Copy out word for word the records from the line containing "Formation-chart tagging: label the wall" through the end of the records, with both of those lines included.

___ The input

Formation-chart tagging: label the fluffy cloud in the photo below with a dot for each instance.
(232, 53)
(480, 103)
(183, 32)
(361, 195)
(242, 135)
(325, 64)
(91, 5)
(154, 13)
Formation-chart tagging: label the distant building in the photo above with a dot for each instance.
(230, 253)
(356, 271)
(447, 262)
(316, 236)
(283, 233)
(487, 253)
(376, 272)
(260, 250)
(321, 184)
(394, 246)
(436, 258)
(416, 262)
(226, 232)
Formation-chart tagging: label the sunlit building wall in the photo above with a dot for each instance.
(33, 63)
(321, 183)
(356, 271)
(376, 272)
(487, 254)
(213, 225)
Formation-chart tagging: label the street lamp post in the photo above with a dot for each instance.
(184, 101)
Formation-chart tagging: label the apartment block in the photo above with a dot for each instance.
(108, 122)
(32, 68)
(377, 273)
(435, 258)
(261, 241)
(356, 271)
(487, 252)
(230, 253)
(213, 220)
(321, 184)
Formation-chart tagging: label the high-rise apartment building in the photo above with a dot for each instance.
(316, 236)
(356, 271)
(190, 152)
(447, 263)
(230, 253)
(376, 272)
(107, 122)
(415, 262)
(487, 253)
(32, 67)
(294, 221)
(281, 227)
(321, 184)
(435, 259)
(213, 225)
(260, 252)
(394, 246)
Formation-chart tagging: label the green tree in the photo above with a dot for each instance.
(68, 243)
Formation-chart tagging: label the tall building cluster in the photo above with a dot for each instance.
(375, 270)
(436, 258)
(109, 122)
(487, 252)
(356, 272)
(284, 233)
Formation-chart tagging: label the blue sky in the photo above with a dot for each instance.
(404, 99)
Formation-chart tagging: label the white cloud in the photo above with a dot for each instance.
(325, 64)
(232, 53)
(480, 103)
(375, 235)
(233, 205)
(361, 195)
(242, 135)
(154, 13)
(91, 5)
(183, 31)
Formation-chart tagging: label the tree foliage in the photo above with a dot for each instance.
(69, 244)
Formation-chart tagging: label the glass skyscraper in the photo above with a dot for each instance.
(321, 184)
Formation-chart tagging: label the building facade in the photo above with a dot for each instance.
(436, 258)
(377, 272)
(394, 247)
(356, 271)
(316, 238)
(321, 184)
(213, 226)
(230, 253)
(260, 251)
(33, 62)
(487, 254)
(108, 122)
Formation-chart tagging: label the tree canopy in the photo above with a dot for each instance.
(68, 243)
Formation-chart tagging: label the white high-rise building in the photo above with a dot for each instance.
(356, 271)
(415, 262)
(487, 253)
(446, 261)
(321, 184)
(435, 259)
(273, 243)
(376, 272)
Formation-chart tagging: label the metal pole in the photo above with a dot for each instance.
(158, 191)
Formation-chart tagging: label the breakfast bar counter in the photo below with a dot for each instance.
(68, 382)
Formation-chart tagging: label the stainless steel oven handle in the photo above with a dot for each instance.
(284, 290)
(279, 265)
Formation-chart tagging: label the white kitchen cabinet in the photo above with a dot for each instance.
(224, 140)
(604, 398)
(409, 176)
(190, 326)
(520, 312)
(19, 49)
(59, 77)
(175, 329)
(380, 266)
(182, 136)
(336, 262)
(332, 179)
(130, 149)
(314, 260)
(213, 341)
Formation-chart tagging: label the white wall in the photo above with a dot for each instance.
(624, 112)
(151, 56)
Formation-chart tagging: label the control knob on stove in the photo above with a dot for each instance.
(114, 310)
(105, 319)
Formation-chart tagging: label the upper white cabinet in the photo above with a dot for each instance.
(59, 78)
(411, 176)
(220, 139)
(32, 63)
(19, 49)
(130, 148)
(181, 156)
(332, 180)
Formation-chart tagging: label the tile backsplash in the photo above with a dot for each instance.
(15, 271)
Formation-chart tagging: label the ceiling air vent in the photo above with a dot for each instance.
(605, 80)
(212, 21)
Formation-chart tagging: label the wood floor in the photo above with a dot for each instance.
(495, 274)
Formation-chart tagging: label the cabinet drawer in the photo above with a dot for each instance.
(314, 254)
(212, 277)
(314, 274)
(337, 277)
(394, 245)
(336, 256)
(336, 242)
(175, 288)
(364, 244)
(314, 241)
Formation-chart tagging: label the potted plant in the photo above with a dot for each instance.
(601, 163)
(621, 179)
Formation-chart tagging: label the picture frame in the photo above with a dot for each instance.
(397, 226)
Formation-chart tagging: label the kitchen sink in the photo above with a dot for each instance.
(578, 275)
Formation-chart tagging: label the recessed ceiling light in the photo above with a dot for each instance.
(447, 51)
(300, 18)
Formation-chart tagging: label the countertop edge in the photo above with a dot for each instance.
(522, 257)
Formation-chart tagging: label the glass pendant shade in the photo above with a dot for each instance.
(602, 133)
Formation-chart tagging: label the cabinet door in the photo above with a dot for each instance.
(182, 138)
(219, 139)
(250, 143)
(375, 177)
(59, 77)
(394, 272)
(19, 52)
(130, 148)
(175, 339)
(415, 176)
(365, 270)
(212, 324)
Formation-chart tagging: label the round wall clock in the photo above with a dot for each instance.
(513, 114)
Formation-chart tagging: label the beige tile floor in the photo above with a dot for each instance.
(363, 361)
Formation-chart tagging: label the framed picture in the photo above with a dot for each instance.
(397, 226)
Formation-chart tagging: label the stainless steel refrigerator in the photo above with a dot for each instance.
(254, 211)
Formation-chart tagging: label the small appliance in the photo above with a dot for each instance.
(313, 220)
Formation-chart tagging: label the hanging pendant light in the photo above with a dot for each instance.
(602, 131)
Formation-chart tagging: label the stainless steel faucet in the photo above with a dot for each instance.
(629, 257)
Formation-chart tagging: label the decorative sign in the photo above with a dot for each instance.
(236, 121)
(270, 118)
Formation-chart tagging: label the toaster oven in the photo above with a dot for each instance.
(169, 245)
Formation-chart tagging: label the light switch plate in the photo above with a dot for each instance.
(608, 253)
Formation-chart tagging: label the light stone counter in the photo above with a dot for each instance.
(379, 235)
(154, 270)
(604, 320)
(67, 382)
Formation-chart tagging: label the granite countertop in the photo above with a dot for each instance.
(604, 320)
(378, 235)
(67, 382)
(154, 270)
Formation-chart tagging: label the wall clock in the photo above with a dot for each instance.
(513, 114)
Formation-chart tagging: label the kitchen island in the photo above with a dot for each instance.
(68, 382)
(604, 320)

______

Completed exercise:
Formation-chart tagging: label the wall clock in the photo above with a dot for each instance.
(513, 114)
Formation-chart tagging: label the kitchen island in the photo above with a dot for each instance.
(68, 382)
(604, 320)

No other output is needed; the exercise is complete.